| Items |

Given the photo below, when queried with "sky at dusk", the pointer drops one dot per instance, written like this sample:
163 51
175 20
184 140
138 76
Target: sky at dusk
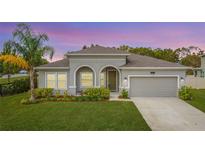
72 36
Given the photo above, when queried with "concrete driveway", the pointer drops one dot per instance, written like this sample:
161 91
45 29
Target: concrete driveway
169 113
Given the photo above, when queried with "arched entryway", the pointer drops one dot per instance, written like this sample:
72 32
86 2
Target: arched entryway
109 78
85 78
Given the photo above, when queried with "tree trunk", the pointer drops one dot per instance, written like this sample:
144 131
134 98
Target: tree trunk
31 73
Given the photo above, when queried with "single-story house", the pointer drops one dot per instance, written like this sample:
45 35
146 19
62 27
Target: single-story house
200 72
99 66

| Goal of the exercise |
Write out all the entries again, word for word, and print no images.

| Worked answer |
Given the photo below, when queried with "sky at dusk", the pointer drops one dot per instance, written like this sample:
163 51
175 20
184 140
138 76
Target: sky at dusk
72 36
Given the photo above, when queried with "concrete driveway", the pointer drops one dot per instance, written like this sample:
161 91
45 29
Target: concrete driveway
169 113
Given the photo above, when queried with "arched entryway", the pointer drops one dot per instance, written like this sample:
72 32
86 2
Target: arched entryway
109 78
85 78
Given the photo above, when queried with "tree trunk", the pointer drops one dot per instance, written like this sample:
144 131
134 98
Target: tree trunk
31 73
Given the photo above, when queried with "single-story house", the pointer drops one dot per instance, written like this sample:
45 35
146 19
62 27
Target: single-story house
200 72
99 66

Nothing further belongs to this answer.